◆ SOURCE DATA
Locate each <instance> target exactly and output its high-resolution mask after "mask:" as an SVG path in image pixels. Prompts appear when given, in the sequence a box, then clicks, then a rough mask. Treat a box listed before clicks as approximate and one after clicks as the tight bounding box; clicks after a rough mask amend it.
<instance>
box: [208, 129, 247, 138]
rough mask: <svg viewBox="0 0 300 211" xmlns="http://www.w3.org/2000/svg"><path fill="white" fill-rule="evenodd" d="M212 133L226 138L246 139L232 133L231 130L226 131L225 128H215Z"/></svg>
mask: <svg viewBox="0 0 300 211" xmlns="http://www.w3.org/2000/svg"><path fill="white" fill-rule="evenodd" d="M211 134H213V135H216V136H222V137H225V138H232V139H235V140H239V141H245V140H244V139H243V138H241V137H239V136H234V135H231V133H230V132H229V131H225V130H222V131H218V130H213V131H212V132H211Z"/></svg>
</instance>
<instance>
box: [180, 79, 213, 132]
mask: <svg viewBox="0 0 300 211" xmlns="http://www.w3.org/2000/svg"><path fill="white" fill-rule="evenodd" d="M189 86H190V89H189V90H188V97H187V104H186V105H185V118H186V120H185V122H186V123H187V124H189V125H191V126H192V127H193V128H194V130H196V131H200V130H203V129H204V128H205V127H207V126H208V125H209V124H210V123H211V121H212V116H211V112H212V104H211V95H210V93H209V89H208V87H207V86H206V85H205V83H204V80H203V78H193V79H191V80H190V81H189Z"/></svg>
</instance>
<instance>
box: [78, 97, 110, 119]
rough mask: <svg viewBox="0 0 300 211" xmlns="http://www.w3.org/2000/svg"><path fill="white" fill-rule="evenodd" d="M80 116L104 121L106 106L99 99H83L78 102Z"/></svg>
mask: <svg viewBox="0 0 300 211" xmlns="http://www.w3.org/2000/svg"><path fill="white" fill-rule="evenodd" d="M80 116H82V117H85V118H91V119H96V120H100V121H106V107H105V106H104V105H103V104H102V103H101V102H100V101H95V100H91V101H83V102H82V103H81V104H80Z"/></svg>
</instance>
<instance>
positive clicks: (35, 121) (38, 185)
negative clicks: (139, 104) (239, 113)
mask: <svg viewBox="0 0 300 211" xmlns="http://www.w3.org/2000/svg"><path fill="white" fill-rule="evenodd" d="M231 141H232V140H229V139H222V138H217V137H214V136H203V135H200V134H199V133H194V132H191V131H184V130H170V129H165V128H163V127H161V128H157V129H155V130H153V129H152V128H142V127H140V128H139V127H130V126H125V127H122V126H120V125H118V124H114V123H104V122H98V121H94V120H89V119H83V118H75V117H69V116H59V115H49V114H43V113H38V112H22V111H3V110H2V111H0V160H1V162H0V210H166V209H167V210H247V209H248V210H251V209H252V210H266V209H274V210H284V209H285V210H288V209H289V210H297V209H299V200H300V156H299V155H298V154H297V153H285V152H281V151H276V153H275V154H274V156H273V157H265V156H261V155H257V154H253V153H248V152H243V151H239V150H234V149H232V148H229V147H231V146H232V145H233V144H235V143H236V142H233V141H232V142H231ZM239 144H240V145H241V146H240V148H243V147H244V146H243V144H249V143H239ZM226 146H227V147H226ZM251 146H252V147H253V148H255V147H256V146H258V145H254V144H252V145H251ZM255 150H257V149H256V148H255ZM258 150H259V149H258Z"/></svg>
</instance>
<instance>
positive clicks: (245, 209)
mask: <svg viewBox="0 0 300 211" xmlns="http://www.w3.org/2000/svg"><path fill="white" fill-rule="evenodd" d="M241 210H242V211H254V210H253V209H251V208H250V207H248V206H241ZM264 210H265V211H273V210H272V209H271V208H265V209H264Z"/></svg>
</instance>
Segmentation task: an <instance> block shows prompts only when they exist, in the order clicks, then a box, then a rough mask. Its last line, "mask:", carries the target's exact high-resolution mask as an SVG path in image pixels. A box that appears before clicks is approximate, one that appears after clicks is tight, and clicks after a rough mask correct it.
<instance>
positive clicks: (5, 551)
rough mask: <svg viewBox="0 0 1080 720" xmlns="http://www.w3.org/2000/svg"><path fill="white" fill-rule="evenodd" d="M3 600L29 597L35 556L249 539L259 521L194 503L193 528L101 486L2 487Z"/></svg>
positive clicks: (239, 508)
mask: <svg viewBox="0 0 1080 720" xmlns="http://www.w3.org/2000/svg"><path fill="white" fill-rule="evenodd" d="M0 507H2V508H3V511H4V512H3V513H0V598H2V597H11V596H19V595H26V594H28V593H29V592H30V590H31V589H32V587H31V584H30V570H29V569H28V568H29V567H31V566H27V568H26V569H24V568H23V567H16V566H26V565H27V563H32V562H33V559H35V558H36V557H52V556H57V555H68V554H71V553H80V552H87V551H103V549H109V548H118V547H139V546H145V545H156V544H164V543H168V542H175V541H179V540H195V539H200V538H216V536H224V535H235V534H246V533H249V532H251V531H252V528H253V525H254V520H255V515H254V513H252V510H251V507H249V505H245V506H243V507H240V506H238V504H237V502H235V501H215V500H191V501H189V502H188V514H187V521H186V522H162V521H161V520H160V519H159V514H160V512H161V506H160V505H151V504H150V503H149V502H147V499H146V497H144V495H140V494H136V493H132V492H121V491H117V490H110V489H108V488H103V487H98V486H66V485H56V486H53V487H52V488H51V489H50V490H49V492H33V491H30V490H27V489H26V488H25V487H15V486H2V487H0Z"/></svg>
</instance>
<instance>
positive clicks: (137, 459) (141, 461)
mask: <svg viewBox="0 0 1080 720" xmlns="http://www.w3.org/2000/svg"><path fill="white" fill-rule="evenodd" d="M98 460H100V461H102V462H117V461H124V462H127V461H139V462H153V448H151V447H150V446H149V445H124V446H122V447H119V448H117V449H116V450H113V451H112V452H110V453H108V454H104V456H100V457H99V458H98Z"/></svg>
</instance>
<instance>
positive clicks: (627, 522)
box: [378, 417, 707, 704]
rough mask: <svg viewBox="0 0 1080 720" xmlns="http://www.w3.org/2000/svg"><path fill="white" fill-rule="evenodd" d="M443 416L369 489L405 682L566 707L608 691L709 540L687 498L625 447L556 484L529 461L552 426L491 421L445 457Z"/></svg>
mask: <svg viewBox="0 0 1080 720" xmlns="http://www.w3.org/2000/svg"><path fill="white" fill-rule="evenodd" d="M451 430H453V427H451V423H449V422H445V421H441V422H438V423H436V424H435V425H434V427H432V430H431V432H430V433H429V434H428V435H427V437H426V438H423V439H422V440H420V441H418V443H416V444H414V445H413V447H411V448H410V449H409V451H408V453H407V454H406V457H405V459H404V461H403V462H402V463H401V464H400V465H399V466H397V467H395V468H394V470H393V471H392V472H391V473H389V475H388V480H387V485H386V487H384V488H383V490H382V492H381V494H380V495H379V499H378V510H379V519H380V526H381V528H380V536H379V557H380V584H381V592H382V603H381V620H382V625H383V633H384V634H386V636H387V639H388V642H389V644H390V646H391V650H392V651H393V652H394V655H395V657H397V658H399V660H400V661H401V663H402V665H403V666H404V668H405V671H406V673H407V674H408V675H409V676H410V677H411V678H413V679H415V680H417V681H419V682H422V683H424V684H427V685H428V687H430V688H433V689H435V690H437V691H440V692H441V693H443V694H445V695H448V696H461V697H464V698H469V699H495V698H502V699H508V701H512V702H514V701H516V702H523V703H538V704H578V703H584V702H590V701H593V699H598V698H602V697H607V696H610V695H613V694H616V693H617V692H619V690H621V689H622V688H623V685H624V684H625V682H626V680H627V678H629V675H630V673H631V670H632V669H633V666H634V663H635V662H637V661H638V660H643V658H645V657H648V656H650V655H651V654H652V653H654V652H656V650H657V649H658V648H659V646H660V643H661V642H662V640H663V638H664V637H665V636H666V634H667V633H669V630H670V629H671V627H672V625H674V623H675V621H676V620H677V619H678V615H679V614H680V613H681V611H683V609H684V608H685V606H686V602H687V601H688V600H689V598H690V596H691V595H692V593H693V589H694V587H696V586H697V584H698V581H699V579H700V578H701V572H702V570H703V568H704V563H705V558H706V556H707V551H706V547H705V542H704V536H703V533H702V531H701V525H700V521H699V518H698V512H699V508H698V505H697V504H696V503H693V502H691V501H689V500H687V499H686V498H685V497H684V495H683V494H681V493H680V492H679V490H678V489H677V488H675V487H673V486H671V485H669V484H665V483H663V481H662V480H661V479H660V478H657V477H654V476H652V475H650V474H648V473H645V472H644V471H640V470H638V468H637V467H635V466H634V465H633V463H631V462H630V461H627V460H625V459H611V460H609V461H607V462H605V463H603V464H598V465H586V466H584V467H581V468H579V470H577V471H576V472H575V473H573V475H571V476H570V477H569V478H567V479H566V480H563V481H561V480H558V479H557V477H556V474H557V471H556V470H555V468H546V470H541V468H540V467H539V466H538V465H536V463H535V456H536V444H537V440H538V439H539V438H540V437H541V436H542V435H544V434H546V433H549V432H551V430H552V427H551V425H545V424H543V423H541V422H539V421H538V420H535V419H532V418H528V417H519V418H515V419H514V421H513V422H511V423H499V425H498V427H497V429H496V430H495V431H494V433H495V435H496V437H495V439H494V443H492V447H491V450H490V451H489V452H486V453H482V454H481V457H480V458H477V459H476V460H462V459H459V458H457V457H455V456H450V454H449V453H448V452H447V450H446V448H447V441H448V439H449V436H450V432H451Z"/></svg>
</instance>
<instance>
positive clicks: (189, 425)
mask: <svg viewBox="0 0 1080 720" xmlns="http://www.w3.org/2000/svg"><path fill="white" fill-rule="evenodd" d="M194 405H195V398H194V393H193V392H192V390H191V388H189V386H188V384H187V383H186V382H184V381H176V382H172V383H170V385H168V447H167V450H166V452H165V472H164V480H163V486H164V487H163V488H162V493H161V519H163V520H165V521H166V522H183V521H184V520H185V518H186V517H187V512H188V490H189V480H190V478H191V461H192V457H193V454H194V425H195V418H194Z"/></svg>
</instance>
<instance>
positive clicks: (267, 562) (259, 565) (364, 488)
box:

◆ PROBLEM STATEMENT
Starting at the line above that contains "box: [208, 129, 247, 138]", repeat each line exactly up to and including the line that contains "box: [78, 97, 110, 119]", and stop there.

◆ THE COMPLETED TASK
box: [208, 129, 247, 138]
rough mask: <svg viewBox="0 0 300 211" xmlns="http://www.w3.org/2000/svg"><path fill="white" fill-rule="evenodd" d="M212 133L226 138L246 139L232 133L231 130L226 131L225 128H215Z"/></svg>
mask: <svg viewBox="0 0 300 211" xmlns="http://www.w3.org/2000/svg"><path fill="white" fill-rule="evenodd" d="M211 134H213V135H216V136H222V137H225V138H232V139H235V140H239V141H245V140H244V139H243V138H241V137H239V136H234V135H231V133H230V132H229V131H225V130H222V131H218V130H213V131H212V132H211Z"/></svg>
</instance>
<instance>
box: [180, 79, 213, 132]
mask: <svg viewBox="0 0 300 211" xmlns="http://www.w3.org/2000/svg"><path fill="white" fill-rule="evenodd" d="M189 86H190V89H189V90H188V97H187V104H186V105H185V118H186V120H185V122H186V123H187V124H189V125H191V126H192V127H193V128H194V130H196V131H200V130H203V129H204V128H205V127H207V126H208V125H209V124H210V123H211V121H212V116H211V112H212V104H211V95H210V93H209V89H208V87H207V86H206V85H205V83H204V80H203V78H193V79H191V80H190V81H189Z"/></svg>
</instance>
<instance>
box: [78, 97, 110, 119]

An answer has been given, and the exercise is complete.